◆ What you need to do ◆
Search the records for the string "marble" and report how many lines contain it, with nothing else.

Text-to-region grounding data
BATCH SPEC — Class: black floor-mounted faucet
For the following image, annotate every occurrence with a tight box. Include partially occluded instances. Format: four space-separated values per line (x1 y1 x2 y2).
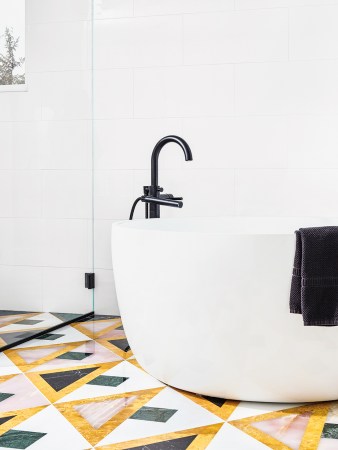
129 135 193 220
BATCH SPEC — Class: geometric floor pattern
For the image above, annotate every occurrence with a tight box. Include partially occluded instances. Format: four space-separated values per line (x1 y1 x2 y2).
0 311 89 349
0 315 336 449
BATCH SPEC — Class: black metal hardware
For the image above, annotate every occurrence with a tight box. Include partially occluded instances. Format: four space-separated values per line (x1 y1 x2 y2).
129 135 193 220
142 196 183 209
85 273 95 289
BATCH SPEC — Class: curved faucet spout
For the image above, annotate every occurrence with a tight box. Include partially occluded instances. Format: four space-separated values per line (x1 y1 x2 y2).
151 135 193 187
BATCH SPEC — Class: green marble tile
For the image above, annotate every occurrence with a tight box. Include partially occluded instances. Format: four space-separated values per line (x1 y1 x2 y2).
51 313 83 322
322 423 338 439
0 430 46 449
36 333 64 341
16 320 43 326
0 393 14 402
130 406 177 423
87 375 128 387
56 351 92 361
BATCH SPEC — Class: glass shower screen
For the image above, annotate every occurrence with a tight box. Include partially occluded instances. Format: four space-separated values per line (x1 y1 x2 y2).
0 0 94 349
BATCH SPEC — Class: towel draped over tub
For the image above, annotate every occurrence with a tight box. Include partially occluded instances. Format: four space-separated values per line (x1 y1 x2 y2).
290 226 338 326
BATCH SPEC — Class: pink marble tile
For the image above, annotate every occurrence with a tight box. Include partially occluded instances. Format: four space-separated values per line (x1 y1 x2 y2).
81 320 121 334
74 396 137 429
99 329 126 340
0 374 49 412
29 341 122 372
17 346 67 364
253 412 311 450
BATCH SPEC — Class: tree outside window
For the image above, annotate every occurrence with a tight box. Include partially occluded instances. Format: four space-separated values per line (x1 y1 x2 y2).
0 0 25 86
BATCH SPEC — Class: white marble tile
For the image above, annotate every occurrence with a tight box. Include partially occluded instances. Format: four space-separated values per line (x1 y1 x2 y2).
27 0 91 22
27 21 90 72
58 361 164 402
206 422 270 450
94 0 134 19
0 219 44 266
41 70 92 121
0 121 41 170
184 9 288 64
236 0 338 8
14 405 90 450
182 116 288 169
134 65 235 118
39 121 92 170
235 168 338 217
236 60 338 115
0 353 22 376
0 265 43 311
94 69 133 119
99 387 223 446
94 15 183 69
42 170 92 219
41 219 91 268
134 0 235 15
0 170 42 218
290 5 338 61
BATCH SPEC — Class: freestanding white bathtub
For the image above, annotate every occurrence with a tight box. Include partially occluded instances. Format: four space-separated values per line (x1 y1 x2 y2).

◆ Solution below ◆
3